[Stated task] Beginning at the line that contains "the crf badge", transcribe the remaining lines of the listing exactly; include the final line and omit everything before.

[Available records]

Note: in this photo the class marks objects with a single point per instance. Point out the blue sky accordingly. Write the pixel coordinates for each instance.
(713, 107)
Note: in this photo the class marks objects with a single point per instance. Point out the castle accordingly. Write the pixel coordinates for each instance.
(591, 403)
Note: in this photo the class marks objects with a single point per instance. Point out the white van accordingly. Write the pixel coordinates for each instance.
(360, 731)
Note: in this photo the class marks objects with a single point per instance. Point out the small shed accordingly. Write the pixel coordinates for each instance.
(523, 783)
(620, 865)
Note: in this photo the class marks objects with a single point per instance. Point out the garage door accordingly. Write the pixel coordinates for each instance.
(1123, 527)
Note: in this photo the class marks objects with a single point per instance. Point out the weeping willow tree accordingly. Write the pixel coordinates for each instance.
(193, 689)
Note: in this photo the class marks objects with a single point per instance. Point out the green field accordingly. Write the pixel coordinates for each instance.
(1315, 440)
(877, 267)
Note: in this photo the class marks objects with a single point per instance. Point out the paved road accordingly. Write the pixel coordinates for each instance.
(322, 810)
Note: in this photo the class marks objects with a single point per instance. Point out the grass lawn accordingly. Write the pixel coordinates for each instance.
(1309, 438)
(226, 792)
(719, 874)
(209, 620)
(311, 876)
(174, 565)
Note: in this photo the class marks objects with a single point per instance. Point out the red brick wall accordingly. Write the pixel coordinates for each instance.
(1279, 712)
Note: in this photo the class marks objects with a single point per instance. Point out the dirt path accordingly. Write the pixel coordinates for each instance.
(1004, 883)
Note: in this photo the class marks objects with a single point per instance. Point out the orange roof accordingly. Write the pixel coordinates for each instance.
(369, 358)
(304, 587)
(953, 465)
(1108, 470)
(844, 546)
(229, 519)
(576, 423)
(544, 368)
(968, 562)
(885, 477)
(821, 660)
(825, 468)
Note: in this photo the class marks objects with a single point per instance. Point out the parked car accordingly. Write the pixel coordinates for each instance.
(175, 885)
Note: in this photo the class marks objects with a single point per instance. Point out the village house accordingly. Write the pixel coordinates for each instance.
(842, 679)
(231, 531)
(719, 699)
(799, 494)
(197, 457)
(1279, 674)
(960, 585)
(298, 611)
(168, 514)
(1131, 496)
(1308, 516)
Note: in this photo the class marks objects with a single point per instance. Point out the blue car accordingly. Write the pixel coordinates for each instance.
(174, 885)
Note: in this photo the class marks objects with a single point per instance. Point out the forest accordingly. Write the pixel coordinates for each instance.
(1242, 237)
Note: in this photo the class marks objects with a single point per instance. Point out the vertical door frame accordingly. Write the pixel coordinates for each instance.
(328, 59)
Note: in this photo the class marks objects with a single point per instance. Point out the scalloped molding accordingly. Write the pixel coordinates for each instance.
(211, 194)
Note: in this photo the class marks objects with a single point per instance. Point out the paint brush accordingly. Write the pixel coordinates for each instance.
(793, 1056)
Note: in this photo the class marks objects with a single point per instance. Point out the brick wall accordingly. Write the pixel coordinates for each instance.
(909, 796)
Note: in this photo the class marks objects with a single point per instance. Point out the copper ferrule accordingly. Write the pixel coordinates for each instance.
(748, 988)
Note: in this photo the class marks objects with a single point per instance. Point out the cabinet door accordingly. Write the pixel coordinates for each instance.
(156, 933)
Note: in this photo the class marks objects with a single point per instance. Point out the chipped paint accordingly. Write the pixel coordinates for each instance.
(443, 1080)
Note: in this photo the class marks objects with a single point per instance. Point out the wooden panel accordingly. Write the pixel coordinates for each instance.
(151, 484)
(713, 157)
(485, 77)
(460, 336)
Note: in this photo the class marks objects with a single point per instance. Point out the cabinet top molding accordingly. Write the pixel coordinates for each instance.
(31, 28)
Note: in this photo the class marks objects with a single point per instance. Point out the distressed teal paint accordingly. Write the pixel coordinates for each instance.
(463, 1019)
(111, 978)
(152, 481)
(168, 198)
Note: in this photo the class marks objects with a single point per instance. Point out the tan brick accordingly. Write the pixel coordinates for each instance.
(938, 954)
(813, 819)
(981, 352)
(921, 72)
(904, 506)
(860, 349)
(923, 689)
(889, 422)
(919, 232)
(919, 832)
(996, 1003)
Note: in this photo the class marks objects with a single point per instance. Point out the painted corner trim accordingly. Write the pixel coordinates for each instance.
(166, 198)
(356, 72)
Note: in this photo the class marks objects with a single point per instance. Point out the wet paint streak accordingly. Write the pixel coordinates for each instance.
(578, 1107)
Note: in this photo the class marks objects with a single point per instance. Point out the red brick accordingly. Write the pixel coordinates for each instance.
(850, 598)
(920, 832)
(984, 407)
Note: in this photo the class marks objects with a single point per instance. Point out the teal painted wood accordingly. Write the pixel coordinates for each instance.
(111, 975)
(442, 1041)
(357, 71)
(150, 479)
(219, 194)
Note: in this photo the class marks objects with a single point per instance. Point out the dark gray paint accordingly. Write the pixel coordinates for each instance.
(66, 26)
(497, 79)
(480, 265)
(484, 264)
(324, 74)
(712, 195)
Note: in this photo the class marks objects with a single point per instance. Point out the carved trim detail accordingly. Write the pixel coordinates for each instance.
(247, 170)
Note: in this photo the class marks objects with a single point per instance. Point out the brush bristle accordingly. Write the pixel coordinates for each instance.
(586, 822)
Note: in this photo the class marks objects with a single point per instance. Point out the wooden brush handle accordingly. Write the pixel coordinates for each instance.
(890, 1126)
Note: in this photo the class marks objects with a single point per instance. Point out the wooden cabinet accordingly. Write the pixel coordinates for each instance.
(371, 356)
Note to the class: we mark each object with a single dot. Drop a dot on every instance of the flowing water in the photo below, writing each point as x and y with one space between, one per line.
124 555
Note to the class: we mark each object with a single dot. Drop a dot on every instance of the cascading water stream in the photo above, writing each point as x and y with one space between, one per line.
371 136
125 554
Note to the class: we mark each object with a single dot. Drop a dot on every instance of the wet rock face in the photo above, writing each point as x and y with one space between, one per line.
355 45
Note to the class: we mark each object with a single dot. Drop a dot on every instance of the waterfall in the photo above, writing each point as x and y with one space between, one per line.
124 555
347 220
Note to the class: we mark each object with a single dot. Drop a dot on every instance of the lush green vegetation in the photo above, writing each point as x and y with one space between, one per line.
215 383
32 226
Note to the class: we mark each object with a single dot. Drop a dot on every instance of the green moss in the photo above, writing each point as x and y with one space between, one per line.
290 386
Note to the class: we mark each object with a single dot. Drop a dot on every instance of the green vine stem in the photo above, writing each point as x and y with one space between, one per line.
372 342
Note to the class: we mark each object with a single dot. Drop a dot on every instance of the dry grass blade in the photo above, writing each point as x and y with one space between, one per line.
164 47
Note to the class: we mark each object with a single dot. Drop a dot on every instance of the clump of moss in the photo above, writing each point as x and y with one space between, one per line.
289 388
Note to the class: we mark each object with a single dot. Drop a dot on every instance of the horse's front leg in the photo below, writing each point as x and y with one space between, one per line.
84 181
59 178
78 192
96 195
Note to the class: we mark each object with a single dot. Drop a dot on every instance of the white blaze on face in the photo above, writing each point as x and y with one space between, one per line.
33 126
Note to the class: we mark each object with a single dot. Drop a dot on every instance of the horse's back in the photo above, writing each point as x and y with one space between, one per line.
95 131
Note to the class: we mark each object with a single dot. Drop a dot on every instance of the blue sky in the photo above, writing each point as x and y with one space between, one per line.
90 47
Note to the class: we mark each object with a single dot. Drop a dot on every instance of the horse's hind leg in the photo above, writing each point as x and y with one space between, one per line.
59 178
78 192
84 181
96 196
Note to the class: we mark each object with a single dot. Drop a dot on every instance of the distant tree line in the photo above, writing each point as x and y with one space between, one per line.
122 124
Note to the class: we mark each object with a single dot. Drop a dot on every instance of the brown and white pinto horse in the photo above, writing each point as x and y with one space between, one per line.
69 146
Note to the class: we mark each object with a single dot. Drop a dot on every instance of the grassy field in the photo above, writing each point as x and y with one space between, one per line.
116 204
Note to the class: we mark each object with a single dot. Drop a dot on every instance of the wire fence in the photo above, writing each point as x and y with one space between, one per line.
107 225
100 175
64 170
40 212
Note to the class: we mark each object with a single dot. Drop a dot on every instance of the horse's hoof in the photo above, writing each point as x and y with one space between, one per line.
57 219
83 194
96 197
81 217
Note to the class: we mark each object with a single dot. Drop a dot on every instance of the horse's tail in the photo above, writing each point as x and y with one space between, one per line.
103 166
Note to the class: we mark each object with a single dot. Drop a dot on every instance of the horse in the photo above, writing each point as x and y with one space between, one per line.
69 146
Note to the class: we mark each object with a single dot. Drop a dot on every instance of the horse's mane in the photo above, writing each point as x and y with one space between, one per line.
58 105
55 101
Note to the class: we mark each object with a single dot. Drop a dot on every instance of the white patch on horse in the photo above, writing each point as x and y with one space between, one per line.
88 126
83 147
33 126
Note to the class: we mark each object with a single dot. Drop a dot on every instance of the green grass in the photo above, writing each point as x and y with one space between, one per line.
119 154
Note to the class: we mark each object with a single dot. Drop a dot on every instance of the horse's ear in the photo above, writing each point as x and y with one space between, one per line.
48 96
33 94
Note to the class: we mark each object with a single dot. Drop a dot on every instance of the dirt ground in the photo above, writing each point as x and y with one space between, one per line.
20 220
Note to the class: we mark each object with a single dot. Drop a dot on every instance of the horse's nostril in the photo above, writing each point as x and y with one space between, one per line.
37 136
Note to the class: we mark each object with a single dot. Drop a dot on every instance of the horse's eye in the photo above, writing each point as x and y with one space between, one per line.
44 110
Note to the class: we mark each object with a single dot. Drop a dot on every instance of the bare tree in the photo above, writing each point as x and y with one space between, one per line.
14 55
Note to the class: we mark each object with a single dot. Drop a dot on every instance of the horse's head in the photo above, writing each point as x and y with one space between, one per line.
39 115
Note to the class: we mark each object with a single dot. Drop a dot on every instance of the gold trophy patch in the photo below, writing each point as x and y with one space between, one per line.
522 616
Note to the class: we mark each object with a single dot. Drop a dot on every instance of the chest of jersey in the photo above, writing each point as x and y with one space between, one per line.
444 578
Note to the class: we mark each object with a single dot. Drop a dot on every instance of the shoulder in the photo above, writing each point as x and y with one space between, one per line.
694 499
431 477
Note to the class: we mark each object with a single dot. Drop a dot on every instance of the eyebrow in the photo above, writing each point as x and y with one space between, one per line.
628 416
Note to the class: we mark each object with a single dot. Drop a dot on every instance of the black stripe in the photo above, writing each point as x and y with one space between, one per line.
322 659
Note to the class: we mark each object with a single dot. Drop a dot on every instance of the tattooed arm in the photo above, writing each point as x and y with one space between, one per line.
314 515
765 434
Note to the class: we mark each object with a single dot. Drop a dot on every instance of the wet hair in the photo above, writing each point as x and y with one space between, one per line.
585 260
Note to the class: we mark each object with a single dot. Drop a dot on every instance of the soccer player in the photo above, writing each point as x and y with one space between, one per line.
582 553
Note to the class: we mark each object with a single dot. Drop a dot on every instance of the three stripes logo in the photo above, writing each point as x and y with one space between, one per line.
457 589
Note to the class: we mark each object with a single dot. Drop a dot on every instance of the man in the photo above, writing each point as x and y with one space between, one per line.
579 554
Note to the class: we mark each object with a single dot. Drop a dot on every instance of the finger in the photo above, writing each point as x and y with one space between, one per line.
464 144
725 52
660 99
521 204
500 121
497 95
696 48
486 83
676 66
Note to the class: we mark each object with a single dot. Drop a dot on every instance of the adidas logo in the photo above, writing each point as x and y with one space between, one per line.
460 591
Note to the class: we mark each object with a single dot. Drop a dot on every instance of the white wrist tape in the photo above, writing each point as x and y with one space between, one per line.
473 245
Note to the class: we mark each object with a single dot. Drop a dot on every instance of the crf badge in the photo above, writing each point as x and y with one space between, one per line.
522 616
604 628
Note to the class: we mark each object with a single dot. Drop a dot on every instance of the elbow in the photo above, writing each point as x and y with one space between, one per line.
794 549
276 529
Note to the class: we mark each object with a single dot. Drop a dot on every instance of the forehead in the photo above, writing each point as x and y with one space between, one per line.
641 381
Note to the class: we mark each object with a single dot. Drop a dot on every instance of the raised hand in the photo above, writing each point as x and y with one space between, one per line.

[Answer to the task]
Note to the class: we mark each object with a single dot. Drop a dot on every instance of the crf badge in the photo above, writing each point as x and y with one space between, one per line.
522 616
604 628
Note to the class: we mark each object with a single dot. Drop a dot on every instance of the elbow in the photo above, writing each point as x and y with one space between, one per line.
794 549
276 529
Note to the class: we mark each object with a single dot. Drop a dot on every instance of the forehead in the photo above, writing each point as x and y with one space between, one per line.
641 381
Note to the class: we mark each object with a single dot. Drop a dot on every instance of the raised hand in the photo above, writing each point as x and y with one space between, one per line.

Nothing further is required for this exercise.